** START OF Dataset content **

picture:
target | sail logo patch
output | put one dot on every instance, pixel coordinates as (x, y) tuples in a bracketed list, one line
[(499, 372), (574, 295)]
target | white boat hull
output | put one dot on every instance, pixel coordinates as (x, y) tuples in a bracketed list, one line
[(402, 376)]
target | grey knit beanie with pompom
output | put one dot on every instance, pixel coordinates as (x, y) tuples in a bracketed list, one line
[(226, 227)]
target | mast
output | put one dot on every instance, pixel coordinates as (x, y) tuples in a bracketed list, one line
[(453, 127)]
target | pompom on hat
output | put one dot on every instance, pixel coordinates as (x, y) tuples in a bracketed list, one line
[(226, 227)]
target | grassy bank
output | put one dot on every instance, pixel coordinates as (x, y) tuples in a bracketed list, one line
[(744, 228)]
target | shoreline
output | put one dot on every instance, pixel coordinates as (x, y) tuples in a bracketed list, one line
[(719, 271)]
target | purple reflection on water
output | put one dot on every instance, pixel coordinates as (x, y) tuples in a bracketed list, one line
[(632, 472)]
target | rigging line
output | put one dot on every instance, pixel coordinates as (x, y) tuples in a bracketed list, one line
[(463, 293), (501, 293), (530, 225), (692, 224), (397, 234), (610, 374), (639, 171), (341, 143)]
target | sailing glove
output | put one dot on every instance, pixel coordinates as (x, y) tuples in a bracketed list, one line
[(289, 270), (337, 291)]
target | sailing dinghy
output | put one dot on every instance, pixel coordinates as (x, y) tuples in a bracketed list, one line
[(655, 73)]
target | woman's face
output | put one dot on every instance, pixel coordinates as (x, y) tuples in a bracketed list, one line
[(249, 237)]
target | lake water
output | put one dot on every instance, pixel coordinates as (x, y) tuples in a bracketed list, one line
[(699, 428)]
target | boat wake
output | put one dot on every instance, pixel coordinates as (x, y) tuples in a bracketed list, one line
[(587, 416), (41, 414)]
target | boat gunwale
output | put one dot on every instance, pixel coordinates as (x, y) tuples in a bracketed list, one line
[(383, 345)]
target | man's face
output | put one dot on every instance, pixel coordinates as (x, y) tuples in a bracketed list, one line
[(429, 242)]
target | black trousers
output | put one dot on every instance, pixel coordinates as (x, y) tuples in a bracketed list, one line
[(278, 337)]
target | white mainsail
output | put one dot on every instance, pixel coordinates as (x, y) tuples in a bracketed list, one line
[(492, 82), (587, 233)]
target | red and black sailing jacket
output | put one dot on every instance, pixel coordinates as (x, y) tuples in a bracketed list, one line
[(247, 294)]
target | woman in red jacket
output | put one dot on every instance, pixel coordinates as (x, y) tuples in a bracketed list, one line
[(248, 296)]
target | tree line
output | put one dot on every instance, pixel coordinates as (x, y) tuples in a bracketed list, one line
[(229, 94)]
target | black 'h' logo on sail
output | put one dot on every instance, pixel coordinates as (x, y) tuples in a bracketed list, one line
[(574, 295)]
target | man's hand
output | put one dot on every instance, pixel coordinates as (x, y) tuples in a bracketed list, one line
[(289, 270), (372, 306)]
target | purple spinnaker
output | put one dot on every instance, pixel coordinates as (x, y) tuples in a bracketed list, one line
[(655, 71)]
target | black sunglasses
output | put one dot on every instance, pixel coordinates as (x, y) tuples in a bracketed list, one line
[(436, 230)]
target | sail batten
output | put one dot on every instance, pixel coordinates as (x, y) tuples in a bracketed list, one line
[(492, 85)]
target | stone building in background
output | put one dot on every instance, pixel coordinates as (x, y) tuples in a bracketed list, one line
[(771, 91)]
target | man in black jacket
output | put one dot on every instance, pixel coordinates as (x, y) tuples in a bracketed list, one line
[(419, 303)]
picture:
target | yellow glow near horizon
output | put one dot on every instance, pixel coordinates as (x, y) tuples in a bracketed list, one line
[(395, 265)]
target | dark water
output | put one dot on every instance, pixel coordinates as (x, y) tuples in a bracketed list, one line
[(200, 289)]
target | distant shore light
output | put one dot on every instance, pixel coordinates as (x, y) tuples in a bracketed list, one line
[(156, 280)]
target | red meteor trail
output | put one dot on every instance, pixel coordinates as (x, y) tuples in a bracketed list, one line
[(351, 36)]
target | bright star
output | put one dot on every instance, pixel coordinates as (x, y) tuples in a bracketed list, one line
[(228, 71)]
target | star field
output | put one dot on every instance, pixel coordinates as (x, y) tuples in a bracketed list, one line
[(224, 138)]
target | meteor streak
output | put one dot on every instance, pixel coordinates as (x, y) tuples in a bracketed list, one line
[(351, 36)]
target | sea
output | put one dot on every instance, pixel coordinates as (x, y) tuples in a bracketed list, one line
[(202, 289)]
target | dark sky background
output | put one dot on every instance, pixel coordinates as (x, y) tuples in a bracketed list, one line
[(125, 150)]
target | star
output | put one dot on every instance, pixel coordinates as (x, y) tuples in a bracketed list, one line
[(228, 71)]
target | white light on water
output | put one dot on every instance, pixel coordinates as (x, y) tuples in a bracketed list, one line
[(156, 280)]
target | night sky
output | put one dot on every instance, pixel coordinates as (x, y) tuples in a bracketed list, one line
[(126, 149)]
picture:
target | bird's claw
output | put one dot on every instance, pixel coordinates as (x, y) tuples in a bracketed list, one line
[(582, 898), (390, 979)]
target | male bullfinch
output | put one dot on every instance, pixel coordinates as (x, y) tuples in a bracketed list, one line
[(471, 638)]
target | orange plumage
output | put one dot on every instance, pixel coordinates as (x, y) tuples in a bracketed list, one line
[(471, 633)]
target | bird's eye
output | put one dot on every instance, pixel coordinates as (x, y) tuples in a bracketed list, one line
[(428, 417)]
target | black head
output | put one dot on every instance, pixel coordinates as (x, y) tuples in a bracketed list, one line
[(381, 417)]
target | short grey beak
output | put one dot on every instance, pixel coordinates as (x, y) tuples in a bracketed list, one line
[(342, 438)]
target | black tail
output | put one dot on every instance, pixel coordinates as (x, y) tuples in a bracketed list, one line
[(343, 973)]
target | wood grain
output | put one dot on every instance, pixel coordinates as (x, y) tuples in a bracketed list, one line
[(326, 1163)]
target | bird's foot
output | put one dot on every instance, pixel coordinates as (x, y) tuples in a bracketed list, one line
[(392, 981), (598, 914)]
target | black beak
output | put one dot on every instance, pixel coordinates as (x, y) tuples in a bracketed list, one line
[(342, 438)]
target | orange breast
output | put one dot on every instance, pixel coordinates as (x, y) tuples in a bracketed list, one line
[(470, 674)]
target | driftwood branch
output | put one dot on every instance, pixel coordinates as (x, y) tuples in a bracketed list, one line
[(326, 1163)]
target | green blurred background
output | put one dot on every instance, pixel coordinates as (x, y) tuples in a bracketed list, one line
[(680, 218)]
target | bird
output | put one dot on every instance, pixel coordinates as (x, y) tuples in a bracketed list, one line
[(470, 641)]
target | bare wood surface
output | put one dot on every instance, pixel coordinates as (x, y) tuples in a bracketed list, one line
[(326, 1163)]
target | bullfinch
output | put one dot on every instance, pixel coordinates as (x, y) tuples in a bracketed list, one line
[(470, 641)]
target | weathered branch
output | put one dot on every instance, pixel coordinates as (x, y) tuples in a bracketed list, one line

** END OF Dataset content **

Requirements
Quote the material word for word, starting at the line that contains "target | dark water" and ending at the line that contains "[(202, 289)]", with both of those lines included.

Response below
target | dark water
output | put one dot on every instance, pixel coordinates as (x, y) tuples in a bracketed list, one line
[(200, 289)]
target | distant shore light
output | put one dot on every instance, pixel coordinates as (x, y) tuples in a bracketed list, one line
[(156, 280)]
target | red meteor trail
output | put one dot on every instance, pixel coordinates as (x, y) tuples in a bracketed list, one line
[(351, 36)]
target | bright star
output | put one dot on every instance, pixel coordinates as (x, y) tuples in a bracketed list, one line
[(228, 71)]
target | star field
output | put one dot on every instance, pixel coordinates as (x, y) tuples in a bracketed list, one line
[(224, 138)]
target | meteor streak
output | put one dot on every instance, pixel coordinates as (x, y) tuples in a bracketed list, one line
[(351, 36)]
target | sea
output | put one dot on every instance, pixel coordinates as (x, y) tuples in a bracketed list, one line
[(202, 289)]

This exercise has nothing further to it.